Mar 11, 2008
A Fiction of Roussel
I’ve always held the belief that many treasures remain hidden: rare jewels, currency, works of art, antiquities, unknown manuscripts by famous authors and musicians, or any number of other ephemeral item deemed valuable by either their rarity or uniqueness. Many people have the habit of hiding items and then forgetting them, or where they were placed. Or else they die unexpectedly, leaving no record of their actions. I’m thinking of the box of currency slipped onto the top shelf of a bookcase in a darkened shed, the gold coins deposited, one by one, into a hollow metal fence post in the back yard, a battered leather suitcase filled with notebooks and fool scrap left with a friend for safekeeping, never to be reclaimed, the worthless painting bought at a thrift shop found to be hiding an early work by an old master, the antique chest of drawers with a yellowing envelope taped to the underside of the bottom draw, unnoticed all those years, filled with valuable stock certificates. I feel the world is filled with many more such marvelous items, waiting only for an accidental hand to discover them.
In 2006 I became obsessed with the writings of Raymond Roussel but was disappointed at the lack of information regarding his life. Then, when I read of the unexpected discovery of Roussel manuscripts in 1964 I had reason to hope there were more to be found. I knew Roussel had lived in several towns during his time in France, some of them for relatively brief periods of time. That he wrote profusely, and rewrote and revised endlessly is well known and I doubt he discarded very much of what he had written. But what had happened to the notes and manuscripts he mentions in his 1935 book, posthumously published: Comment j’ai écrit certains de mes livres?
If you change residences frequently much of what you accumulate must necessarily be left behind, at least temporarily. Furniture, books, clothing, art objects, and manuscripts are often placed with a neighbor, business associate, or in the hands of a good friend, to be picked-up at a later date, or forwarded to a new location. I think sadly of the manuscripts left behind by D. H. Lawrence at the Kiowa Ranch in New Mexico, now out of public circulation but hopefully not necessarily lost for all time. In some musty basement or cobwebbed attic, at the bottom of an old tea chest filled with period clothing and bric-a-brac, or a mouse-nested wooden box filled with nibbled paper, unknown manuscripts may yet lie patiently waiting discovery.

Work instructions: Extend the essay on Raymond Roussel and lost manuscripts, picking up right after its final sentence.

Excerpted data:
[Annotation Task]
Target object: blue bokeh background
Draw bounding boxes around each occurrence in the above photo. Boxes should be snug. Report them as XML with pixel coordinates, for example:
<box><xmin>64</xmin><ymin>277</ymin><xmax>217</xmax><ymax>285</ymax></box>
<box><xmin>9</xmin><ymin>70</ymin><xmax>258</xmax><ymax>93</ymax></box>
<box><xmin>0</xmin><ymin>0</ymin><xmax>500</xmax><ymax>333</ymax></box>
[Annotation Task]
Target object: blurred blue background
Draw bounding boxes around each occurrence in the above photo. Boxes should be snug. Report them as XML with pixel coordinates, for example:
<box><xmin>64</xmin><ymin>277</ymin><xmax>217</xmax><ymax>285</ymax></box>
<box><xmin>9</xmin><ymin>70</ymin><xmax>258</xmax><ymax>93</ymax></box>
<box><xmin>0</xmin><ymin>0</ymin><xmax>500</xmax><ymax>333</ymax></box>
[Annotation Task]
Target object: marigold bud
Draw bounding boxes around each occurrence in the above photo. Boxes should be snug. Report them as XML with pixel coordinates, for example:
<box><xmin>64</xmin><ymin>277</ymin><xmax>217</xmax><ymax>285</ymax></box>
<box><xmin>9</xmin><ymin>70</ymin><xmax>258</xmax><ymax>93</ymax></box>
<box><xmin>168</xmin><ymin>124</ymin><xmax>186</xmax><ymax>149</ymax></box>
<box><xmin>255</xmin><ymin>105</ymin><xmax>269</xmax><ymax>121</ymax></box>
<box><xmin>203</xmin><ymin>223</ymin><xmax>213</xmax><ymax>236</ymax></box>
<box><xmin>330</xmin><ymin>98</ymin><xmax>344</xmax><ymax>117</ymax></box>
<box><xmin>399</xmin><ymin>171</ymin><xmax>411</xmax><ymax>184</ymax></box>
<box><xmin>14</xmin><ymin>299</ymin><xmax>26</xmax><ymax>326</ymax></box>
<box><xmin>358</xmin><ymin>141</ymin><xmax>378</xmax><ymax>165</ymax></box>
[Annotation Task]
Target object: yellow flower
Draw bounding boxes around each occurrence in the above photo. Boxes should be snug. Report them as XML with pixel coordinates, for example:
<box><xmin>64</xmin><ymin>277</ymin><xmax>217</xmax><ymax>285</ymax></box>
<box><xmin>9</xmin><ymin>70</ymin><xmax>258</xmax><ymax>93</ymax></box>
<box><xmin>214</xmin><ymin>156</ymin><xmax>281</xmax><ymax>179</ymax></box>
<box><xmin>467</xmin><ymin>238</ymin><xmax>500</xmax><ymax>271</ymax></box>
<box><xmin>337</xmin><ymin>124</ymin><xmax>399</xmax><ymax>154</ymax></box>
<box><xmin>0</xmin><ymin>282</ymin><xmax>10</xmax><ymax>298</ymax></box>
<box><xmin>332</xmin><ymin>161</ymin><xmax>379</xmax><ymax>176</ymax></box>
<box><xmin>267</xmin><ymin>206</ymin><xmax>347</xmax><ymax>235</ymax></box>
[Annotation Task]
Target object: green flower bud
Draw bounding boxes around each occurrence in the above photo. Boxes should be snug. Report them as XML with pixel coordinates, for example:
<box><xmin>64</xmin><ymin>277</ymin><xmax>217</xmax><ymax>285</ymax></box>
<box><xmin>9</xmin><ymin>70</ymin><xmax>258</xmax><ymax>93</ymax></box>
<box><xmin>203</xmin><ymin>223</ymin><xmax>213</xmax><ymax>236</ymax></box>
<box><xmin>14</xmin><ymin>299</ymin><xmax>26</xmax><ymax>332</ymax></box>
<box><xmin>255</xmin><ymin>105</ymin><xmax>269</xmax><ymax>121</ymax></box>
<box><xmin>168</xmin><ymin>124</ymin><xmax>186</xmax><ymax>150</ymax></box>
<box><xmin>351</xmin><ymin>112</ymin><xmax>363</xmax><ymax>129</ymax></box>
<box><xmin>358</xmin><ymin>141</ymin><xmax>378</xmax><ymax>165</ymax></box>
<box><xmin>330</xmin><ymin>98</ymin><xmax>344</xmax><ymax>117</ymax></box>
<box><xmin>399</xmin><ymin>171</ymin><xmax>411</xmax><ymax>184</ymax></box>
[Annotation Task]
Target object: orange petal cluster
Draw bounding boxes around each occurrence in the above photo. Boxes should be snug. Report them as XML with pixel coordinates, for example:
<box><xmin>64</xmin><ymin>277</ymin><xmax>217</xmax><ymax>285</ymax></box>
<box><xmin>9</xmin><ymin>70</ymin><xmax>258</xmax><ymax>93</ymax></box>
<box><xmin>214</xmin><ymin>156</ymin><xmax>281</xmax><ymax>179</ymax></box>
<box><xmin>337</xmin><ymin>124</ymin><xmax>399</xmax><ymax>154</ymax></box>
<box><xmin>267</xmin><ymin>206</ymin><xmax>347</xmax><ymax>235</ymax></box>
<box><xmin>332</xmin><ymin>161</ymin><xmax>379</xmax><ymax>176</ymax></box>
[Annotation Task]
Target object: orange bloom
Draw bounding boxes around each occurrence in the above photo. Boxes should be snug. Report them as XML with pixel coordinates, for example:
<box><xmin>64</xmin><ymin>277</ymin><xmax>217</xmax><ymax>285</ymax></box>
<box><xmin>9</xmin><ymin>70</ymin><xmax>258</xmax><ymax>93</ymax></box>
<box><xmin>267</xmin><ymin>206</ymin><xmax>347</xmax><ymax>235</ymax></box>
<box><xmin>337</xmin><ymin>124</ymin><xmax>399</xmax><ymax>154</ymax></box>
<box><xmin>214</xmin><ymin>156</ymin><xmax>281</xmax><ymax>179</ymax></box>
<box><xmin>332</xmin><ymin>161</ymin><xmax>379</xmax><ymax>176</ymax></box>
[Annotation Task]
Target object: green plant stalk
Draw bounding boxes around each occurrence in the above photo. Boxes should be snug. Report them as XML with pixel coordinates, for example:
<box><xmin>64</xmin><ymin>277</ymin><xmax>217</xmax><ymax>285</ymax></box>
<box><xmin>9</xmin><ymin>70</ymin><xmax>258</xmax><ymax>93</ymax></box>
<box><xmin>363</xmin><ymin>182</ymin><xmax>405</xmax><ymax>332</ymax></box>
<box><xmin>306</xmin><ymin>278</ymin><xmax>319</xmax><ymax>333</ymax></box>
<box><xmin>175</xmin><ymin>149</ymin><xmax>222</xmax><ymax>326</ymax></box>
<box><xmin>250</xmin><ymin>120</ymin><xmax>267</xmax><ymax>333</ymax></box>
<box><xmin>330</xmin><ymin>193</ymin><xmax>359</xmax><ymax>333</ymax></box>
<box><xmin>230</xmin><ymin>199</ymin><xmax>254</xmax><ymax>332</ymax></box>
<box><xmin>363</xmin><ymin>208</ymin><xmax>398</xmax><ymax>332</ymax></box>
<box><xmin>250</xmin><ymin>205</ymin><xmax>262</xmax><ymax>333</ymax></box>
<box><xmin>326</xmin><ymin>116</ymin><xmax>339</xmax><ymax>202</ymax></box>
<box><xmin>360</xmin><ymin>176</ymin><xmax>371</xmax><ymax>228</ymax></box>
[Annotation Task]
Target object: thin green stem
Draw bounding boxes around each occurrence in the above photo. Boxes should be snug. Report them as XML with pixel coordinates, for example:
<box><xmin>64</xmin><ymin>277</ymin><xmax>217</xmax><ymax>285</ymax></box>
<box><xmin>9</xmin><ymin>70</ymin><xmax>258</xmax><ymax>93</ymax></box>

Expected output:
I was reading “The Selected Correspondence of Dr. Almeldi” when a particular statement made me take an extra breath. Dr. Almeldi was a psychiatrist practicing in Bois de Boulogne, a suburb of Paris, in the late 1800’s, and a friend of the psychiatrist Perrin Durand. In a letter to Durand, dated June 12, 1917, he writes: “I have recently accepted a patient referred to me by my sister. He’s a gentleman from Nielly, a village near Vierizon, who tells me he suffers from melancholia, insomnia, and extreme anxiety, but I tell you Perrin, after his initial visit I suspect the problem is more complex. When I write you about this case I will refer to him as Mr. Russel for purposes of propriety and confidentiality. Mr. Russel is a compulsive writer and tells me he has boxes and boxes of notebooks and papers that he feels he must constantly revise, and this burden he laments is added to almost daily by additional writing. But let me proceed to what I see as the most interesting aspect of this case Perrin, it’s his imagination. He has created worlds of words within worlds of words of such detailed fantasy that even I am impressed. I sense Mr. Russel will prove very interesting, his artistic obsessions are beyond question. A study of his madness, no, let me say uniqueness, while formidable, should prove interesting. Perrin, I feel I may need your assistance in this case, and should you chose to assist me I would be most grateful.”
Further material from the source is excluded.